_SHORT PROBLEM:_ Count the lines below that contain the word "theater", matching case exactly, and reply with only that number.

[Excerpts of pointing data]
···
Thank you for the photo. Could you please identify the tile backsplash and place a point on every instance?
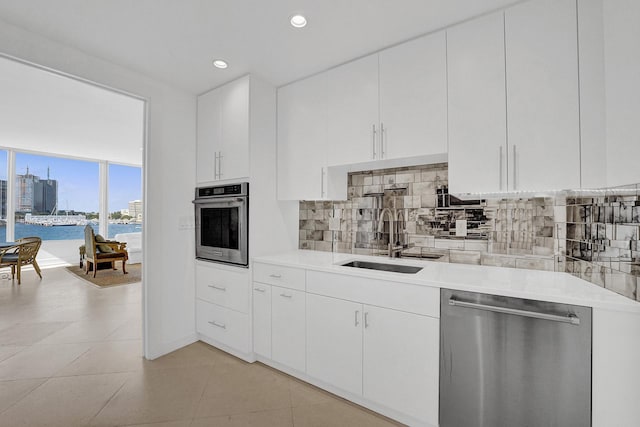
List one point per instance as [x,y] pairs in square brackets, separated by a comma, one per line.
[602,233]
[594,238]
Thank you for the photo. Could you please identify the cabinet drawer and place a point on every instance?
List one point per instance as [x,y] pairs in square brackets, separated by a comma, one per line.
[399,296]
[223,325]
[223,287]
[287,277]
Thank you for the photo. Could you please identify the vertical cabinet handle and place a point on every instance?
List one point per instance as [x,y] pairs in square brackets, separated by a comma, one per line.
[215,165]
[515,168]
[383,152]
[373,141]
[501,168]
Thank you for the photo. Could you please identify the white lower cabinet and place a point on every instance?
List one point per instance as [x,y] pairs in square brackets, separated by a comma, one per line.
[262,319]
[222,307]
[330,329]
[334,342]
[288,327]
[223,325]
[401,362]
[388,356]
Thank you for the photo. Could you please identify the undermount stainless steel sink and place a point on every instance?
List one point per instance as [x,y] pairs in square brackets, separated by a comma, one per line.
[395,268]
[421,256]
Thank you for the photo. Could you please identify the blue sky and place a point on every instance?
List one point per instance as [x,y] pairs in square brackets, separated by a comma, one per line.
[78,180]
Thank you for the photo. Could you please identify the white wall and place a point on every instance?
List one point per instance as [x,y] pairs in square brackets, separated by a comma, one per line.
[168,268]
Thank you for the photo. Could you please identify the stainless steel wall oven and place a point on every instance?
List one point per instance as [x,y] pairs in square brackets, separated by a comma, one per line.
[222,223]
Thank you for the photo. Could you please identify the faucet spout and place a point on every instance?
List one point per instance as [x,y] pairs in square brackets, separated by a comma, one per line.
[393,215]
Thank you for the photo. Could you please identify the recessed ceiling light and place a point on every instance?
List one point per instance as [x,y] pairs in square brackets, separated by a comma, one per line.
[298,21]
[219,63]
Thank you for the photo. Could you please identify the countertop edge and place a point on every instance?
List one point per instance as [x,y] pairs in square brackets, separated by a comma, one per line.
[328,262]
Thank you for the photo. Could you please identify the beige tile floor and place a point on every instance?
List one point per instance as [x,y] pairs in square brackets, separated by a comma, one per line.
[71,355]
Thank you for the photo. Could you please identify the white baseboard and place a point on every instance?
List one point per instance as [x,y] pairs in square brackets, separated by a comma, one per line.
[166,348]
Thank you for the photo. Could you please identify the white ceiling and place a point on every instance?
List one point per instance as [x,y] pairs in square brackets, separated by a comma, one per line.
[175,40]
[45,112]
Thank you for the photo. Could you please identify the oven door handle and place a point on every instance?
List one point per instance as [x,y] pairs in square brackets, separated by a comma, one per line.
[220,202]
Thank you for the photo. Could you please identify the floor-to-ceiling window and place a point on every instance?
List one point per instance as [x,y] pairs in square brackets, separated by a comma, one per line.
[125,199]
[55,196]
[3,195]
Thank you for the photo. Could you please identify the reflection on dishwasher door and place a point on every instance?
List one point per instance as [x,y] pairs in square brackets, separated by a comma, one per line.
[508,362]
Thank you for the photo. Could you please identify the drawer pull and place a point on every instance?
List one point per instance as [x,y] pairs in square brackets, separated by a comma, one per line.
[219,325]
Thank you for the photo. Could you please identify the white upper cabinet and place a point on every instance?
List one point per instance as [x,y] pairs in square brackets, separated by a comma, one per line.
[353,124]
[542,95]
[622,71]
[223,132]
[302,139]
[477,106]
[208,134]
[413,98]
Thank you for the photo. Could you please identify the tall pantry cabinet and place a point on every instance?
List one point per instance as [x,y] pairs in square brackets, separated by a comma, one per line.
[236,131]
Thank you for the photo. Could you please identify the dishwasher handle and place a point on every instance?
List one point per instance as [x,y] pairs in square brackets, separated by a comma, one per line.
[570,318]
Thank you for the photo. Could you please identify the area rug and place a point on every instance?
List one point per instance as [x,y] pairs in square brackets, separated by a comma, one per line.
[106,278]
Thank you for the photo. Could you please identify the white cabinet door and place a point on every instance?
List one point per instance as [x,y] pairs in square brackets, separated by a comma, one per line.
[413,98]
[302,139]
[477,106]
[353,112]
[233,155]
[208,135]
[622,68]
[288,327]
[542,95]
[334,342]
[401,362]
[262,319]
[223,133]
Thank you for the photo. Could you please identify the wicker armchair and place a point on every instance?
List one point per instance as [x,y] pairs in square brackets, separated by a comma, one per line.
[98,252]
[24,253]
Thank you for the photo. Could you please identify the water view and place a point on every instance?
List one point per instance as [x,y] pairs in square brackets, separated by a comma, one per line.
[70,232]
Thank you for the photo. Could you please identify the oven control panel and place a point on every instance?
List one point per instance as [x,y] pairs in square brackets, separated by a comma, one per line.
[241,189]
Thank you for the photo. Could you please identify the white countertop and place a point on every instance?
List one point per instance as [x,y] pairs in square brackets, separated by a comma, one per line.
[532,284]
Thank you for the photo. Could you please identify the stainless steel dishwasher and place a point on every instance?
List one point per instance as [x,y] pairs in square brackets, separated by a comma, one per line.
[510,362]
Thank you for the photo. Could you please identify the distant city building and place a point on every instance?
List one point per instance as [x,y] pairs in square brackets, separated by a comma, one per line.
[3,198]
[35,195]
[135,210]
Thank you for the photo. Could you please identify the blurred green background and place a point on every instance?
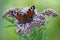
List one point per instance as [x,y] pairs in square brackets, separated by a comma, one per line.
[52,31]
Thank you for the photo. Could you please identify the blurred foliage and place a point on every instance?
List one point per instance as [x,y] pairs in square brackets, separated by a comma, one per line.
[52,31]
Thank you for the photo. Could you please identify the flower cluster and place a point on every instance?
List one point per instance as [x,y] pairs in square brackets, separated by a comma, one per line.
[38,19]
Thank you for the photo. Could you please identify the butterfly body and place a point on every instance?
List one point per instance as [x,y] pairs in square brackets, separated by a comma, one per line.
[25,17]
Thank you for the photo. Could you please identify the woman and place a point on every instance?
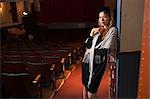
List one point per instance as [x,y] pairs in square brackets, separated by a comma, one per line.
[100,45]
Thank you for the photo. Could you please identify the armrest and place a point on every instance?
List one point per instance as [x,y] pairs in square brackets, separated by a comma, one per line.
[36,79]
[37,87]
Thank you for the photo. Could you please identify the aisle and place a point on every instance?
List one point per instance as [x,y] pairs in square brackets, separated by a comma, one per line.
[72,88]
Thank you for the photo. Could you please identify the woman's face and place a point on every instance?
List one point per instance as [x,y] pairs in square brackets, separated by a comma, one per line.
[103,19]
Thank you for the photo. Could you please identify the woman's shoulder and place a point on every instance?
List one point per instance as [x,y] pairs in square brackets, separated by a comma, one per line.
[113,28]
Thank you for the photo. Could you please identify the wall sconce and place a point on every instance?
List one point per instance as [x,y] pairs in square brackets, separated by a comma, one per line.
[0,6]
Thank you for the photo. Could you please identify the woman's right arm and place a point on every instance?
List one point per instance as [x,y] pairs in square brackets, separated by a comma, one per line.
[88,42]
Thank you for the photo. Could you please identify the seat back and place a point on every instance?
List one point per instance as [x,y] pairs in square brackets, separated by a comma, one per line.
[18,85]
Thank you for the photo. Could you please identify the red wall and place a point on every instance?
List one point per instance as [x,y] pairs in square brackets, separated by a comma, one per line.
[69,10]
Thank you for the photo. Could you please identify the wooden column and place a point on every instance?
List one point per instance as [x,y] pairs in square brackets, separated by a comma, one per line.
[144,74]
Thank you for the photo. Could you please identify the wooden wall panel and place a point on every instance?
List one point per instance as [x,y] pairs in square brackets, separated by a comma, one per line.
[68,10]
[144,77]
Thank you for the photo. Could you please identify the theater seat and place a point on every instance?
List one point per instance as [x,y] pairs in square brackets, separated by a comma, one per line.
[21,85]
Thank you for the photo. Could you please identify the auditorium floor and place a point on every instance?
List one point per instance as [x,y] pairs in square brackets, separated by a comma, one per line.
[47,93]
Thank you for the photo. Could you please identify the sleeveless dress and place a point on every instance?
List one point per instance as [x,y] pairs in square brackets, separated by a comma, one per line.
[99,65]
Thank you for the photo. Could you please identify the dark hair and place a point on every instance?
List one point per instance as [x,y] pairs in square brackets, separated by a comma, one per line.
[107,11]
[104,9]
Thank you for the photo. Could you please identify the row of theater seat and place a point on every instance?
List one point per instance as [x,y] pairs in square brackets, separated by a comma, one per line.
[23,72]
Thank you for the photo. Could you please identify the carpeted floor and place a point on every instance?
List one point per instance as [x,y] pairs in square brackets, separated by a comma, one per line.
[72,88]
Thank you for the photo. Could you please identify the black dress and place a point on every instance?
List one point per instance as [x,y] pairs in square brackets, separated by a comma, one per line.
[99,65]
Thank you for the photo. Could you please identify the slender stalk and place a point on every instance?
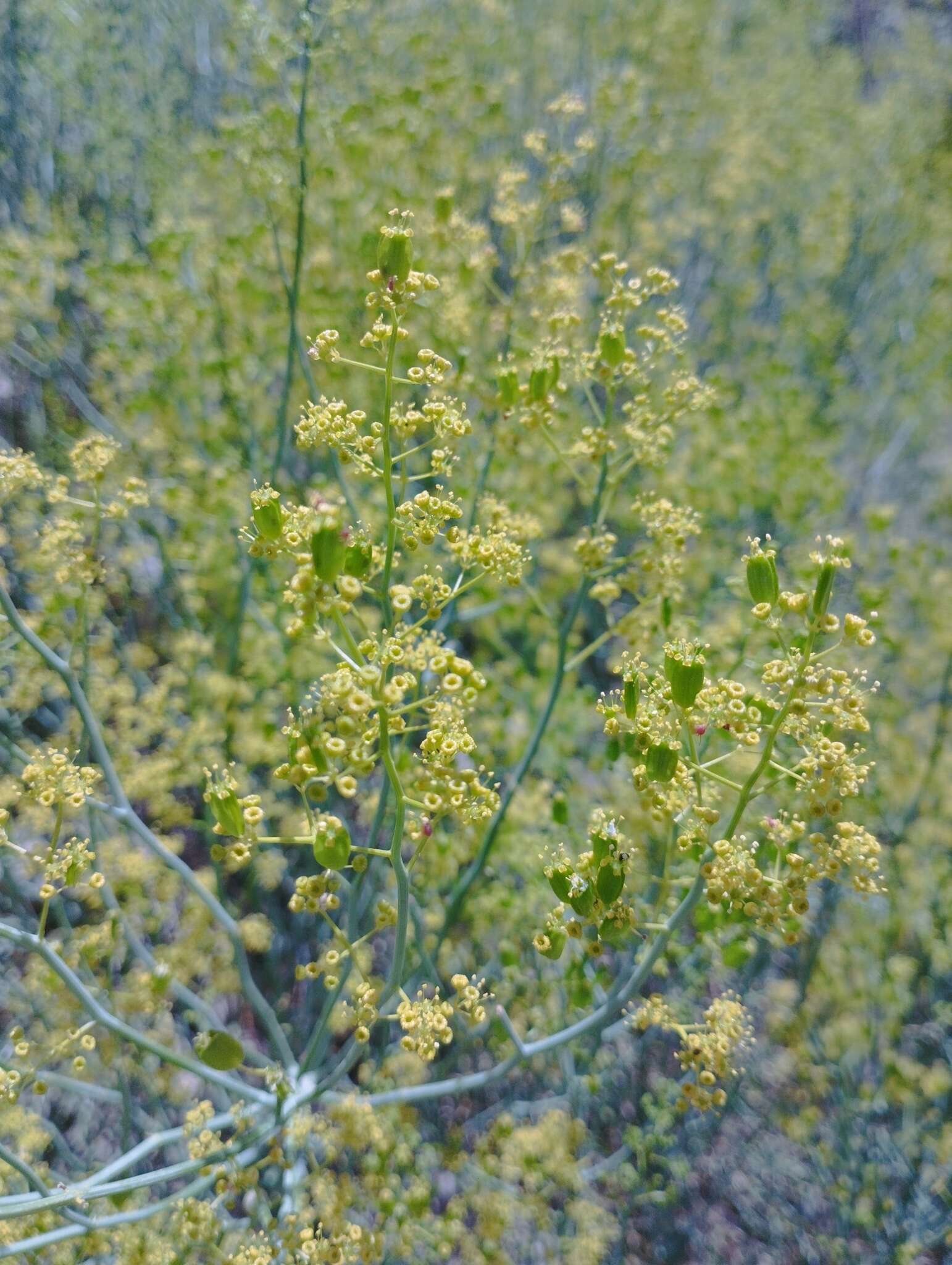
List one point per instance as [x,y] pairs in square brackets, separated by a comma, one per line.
[123,811]
[295,290]
[33,944]
[388,475]
[474,870]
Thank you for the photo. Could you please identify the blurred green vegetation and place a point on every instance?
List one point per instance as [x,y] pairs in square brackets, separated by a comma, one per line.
[190,190]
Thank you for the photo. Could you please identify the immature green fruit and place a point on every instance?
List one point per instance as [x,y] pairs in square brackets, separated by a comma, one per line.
[825,587]
[358,558]
[601,846]
[610,883]
[685,675]
[583,900]
[333,851]
[395,254]
[611,347]
[561,883]
[328,550]
[222,1051]
[762,581]
[539,385]
[662,762]
[557,943]
[228,813]
[267,519]
[507,385]
[630,696]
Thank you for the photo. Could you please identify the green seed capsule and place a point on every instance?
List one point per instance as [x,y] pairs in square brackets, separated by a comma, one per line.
[614,931]
[539,385]
[328,550]
[333,852]
[630,695]
[507,385]
[761,578]
[557,943]
[685,679]
[228,813]
[222,1051]
[267,519]
[583,900]
[601,846]
[358,558]
[395,254]
[662,762]
[610,885]
[824,590]
[611,347]
[561,883]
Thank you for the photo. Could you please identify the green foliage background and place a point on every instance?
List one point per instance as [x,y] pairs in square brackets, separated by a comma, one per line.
[189,191]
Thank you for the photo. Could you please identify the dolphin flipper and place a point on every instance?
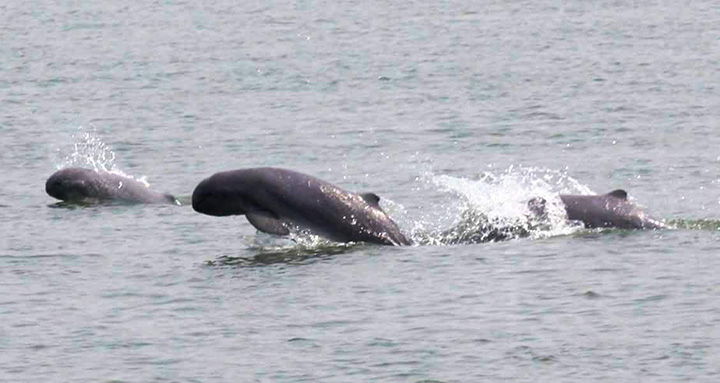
···
_FINAL RESULT:_ 2